→ **Data for review**
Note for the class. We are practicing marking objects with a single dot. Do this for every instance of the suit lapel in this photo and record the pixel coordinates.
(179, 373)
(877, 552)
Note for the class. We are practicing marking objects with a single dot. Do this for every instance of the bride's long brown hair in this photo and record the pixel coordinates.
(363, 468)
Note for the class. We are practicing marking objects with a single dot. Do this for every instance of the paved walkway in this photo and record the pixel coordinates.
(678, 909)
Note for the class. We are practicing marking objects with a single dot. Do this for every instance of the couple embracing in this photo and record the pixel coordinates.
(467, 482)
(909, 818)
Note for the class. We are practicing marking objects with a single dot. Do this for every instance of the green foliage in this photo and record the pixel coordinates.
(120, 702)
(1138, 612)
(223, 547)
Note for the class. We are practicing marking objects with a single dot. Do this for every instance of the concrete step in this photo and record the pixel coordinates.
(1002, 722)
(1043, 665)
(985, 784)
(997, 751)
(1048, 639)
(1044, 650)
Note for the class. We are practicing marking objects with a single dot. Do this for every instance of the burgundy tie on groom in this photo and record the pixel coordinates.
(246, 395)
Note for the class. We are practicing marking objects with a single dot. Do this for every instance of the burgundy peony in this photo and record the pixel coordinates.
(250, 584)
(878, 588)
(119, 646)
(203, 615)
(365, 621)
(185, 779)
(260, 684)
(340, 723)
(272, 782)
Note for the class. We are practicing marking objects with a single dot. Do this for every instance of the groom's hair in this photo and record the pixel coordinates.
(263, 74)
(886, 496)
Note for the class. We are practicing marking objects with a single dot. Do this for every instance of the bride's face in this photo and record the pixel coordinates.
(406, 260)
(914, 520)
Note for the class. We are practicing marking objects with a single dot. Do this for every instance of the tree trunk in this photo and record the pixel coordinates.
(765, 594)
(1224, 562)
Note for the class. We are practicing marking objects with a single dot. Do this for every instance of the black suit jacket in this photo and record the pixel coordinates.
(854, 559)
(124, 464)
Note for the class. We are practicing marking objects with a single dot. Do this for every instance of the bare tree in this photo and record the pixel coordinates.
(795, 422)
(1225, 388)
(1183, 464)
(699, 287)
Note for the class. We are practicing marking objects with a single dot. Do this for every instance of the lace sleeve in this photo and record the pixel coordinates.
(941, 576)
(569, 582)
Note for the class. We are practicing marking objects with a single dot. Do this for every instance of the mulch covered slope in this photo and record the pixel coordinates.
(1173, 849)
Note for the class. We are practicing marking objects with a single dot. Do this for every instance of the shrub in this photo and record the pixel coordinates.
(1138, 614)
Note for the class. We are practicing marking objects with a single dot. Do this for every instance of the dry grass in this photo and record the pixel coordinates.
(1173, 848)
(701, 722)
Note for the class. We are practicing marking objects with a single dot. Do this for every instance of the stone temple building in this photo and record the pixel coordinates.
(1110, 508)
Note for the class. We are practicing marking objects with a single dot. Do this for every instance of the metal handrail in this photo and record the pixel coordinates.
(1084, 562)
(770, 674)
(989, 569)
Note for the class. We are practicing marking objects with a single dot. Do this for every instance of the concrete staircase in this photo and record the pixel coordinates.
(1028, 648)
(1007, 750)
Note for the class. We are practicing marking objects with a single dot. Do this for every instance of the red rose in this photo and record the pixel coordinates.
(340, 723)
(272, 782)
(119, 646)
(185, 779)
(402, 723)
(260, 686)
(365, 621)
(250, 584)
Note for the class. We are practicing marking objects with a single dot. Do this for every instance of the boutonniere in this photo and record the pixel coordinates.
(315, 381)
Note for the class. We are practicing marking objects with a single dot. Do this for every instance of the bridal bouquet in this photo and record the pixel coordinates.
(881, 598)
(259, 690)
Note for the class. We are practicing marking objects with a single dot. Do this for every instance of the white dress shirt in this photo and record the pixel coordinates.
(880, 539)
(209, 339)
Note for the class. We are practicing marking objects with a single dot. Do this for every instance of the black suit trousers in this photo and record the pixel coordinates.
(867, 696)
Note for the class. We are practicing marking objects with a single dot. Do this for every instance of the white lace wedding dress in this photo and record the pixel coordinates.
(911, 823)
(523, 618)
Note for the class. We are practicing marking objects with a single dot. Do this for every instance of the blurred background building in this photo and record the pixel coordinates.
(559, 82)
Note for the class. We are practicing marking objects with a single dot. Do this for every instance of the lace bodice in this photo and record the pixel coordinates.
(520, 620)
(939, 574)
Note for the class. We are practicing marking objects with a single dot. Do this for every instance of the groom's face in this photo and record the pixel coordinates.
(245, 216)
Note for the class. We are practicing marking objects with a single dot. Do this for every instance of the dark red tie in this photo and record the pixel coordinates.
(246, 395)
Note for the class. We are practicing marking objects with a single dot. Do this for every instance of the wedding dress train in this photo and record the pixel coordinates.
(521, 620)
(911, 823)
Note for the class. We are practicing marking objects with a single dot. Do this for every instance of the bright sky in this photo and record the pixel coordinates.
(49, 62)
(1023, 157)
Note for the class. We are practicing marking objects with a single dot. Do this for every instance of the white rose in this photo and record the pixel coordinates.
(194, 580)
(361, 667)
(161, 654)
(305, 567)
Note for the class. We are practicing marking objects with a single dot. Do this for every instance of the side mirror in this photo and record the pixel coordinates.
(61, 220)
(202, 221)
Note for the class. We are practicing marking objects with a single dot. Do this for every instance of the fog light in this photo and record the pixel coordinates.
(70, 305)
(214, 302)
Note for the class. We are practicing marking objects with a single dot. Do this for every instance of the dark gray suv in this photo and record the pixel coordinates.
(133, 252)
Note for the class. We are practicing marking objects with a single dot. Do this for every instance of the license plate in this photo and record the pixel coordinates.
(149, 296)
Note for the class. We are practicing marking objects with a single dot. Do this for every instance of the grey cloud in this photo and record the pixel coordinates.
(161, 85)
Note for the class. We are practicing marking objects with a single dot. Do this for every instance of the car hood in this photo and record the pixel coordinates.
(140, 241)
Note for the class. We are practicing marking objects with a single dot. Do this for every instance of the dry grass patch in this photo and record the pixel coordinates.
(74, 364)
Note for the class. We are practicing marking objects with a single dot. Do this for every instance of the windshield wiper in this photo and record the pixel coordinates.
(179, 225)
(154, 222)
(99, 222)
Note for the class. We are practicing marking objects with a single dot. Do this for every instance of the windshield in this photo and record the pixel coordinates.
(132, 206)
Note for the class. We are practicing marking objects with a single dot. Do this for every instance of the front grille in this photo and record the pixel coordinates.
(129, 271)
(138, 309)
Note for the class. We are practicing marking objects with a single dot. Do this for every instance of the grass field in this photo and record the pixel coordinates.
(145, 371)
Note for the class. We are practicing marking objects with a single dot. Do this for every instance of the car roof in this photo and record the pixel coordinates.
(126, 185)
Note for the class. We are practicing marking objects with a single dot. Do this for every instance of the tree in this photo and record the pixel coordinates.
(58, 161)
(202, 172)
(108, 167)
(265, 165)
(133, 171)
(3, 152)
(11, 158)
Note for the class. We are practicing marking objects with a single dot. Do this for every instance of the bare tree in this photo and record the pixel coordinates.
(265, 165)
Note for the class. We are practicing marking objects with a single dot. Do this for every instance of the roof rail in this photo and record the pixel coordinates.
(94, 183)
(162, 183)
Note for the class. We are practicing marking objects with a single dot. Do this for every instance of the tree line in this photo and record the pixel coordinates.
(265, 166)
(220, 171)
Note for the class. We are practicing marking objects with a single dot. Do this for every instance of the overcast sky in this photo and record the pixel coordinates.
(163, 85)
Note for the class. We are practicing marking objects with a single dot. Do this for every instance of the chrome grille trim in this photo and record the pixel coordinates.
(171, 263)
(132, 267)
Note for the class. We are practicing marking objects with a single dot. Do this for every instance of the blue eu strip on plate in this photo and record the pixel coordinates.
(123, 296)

→ **Activity**
Would you output the material above once more, exactly as given?

→ **Finished task**
Note for the class. We are practicing marking objects with a single dot. Do this for every instance of the suit lapel in this photo and record the pixel coordinates.
(179, 373)
(877, 552)
Note for the class. We are practicing marking objects with a single dot. Do this for every instance of the bride's long brown hair in this photo and record the pixel coordinates.
(363, 468)
Note for the class. We are practicing marking objects with a single dot. Do this for every instance of the paved walkway in this photo and record the pixel coordinates.
(678, 909)
Note for the class. We are practicing marking objects with a single dot. Do this for every instance of the couple embracing in this photo and record the pixel coordinates.
(467, 482)
(909, 818)
Note for the class. We are practicing marking objects with a single dot. Do this for every instance of the green foliage in this photo and record the pixel coordinates.
(120, 702)
(1138, 612)
(223, 547)
Note for the class. We are practicing marking objects with a single dot. Do this for every instance of the concrete step in this photo and record the pixel coordinates.
(1002, 722)
(1043, 665)
(985, 784)
(997, 751)
(1048, 639)
(1044, 650)
Note for the class. We are practicing marking objects with a single dot. Do this for every instance of the burgundy tie on groom in this photo and record the pixel coordinates.
(246, 395)
Note for the class. We are practicing marking objects with a single dot. Do this for every instance of the burgundy peony in this photo and record the pixel coordinates.
(250, 584)
(878, 588)
(119, 646)
(203, 615)
(365, 621)
(185, 779)
(260, 684)
(340, 723)
(272, 782)
Note for the class. We are practicing marking objects with a single dot. Do this for every instance of the groom's hair in this photo and record the pixel coordinates.
(263, 74)
(886, 496)
Note for the class. We are practicing marking objects with a single dot. Do this for every instance of the bride's face in this photo and record the pixel coordinates.
(406, 260)
(914, 520)
Note for the class. We are practicing marking objects with a single dot. Do this for every instance of the tree trunk in this photo and record the pixel coordinates.
(765, 594)
(1224, 562)
Note for the class. We are practicing marking objects with a single dot. Do this for every instance of the black suit jacket in this photo and record the pixel coordinates.
(854, 559)
(124, 464)
Note for the class. We are practicing marking objects with a single dot. Do this for every instance of the bare tree in this photo and record the pixel coordinates.
(795, 422)
(1225, 388)
(1183, 464)
(699, 287)
Note for the class. We are practicing marking objects with a single dot. Do this for every instance of the lace sleeve in this photo and record the pixel coordinates.
(941, 576)
(569, 582)
Note for the class. We are practicing marking objects with a single dot. Do this for every instance of the mulch covered slope in this photo and record the pixel coordinates.
(1173, 849)
Note for the class. We are practicing marking objects with a single dot. Do this for every instance of the shrub in this photo and record the pixel coordinates.
(1138, 614)
Note for the class. We are practicing marking objects with a single dot. Do this for every instance of the dry grass in this photo and record the pixel coordinates.
(1173, 848)
(701, 722)
Note for the class. We are practicing marking objects with a single dot. Do this for every instance of the stone temple building in this photo and record the pixel coordinates.
(1110, 508)
Note for the class. We are practicing marking objects with a single dot. Do this for every instance of the metal handrail in this photo and record the pixel coordinates.
(1084, 562)
(770, 674)
(989, 569)
Note for the class. We are practicing marking objects with a single dot. Do this for every instance of the concrete staircase in this photo and record the pixel coordinates.
(1028, 648)
(1007, 750)
Note for the class. We are practicing marking objects with a single dot. Do this for every instance of the red rose in this photo and record the pixel coordinates.
(340, 723)
(272, 782)
(119, 646)
(185, 779)
(402, 723)
(260, 686)
(365, 621)
(250, 584)
Note for the class. We are practicing marking objects with a single dot. Do this for every instance of the boutonniere in this photo and record the pixel coordinates.
(315, 381)
Note for the class. We are practicing marking objects with a single dot. Do this for every instance of the bridal bouquet in this photo and record the pixel coordinates.
(881, 598)
(259, 690)
Note for the class. We are practicing marking objects with a single dot. Do this for every instance of the white dress shirt in this photo and record the pixel coordinates.
(880, 539)
(209, 339)
Note for the class. We are practicing marking objects with a single dot. Do this for every instance of the black suit trousers in this photo and record the pixel coordinates.
(867, 696)
Note for the class. We are practicing marking objects with a single dot. Do this for every instance of the white lace wedding dress in this photo and record the pixel coordinates.
(911, 823)
(523, 618)
Note for the class. We are practicing marking objects with a single dot. Do this for every instance of the blurred background building in this photo and record the pixel coordinates.
(559, 82)
Note for the class. We are practicing marking objects with a single dot. Do this for every instance of the lace bodice in this photo and record the pixel coordinates.
(520, 620)
(939, 574)
Note for the class. We are practicing marking objects with a single dot. Do this for every instance of the groom's face in this photo and record the pixel coordinates.
(245, 216)
Note for the class. We are practicing marking objects with a single dot. Do this for every instance of the dark red tie in this photo and record the pixel coordinates.
(246, 395)
Note for the class. We are practicing marking objects with a single dot. Do this for every instance of the wedding dress train in this photo and record the pixel coordinates.
(521, 620)
(911, 823)
Note for the class. We are practicing marking objects with a single dot. Do this for every instance of the bright sky in this photo and record the pixel coordinates.
(49, 62)
(1023, 157)
Note for the class. We are practicing marking objects with a single dot. Do this for every instance of the white rose in this photo and record the pixel coordinates.
(194, 580)
(361, 667)
(161, 654)
(305, 567)
Note for the class. We are practicing marking objects with a single dot. Do this for every instance of the side mirror in this photo and record the pixel coordinates.
(61, 220)
(202, 221)
Note for the class. We are practicing marking objects with a single dot. Do this for every instance of the fog light in this photo and record the pixel coordinates.
(70, 305)
(214, 302)
Note for the class. We are practicing marking objects with a single dot. Do this for every instance of the dark gray suv in this photo and record the pixel coordinates.
(133, 252)
Note for the class. We are practicing marking objects with a single dot. Do this for every instance of the license plate in this photo and record the pixel coordinates.
(149, 296)
Note for the class. We are practicing marking objects with a single dot. Do this for every instance of the grey cloud in this photo and record the pixel coordinates.
(161, 85)
Note for the class. We are practicing marking objects with a single dot. Do this for every instance of the car hood in this photo and record the pixel coordinates.
(140, 241)
Note for the class. We are practicing marking objects with a single dot. Do this for every instance of the dry grass patch in this photo and record the pixel coordinates.
(74, 364)
Note for the class. We are practicing marking objects with a single dot. Do this for every instance of the windshield wiper in this photo and record the pixel coordinates.
(179, 225)
(154, 222)
(99, 222)
Note for the class. We are practicing marking objects with a single dot. Do this for every instance of the windshield in this photo and record the pixel coordinates.
(132, 206)
Note for the class. We are practicing marking objects with a single dot. Do this for every instance of the front grille in this photo and record the pixel coordinates.
(129, 271)
(138, 309)
Note for the class. We are practicing marking objects with a single dot. Do this for every instance of the grass field in this photo and record the pixel coordinates.
(145, 371)
Note for the class. We are practicing marking objects with a single dot. Do this for every instance of the car roof in this photo and record the pixel coordinates.
(126, 185)
Note for the class. We are practicing marking objects with a single dot. Do this for every instance of the tree in this photo and record the pixel coordinates.
(58, 161)
(202, 172)
(108, 167)
(265, 165)
(133, 171)
(3, 152)
(11, 158)
Note for the class. We are practicing marking objects with a single dot. Do this for every instance of the bare tree in this photo and record the pixel coordinates.
(265, 165)
Note for the class. We are practicing marking objects with a single dot. Do this for every instance of the roof rail in this photo and record the pixel coordinates.
(94, 183)
(162, 183)
Note for the class. We are practicing marking objects with a single dot. Do this for every instance of the tree line in this photo and record the pixel coordinates.
(265, 166)
(220, 171)
Note for the class. We are practicing marking objects with a single dot. Do this for every instance of the overcast sky in this photo and record the pixel coordinates.
(163, 85)
Note for the class. We are practicing marking objects with a single dot. Do this for every instance of the chrome grille trim in this photo and record the pixel coordinates.
(171, 263)
(132, 267)
Note for the class. We are practicing marking objects with a single dot. Do this for every instance of the blue eu strip on plate in this photo and record the pixel coordinates.
(123, 296)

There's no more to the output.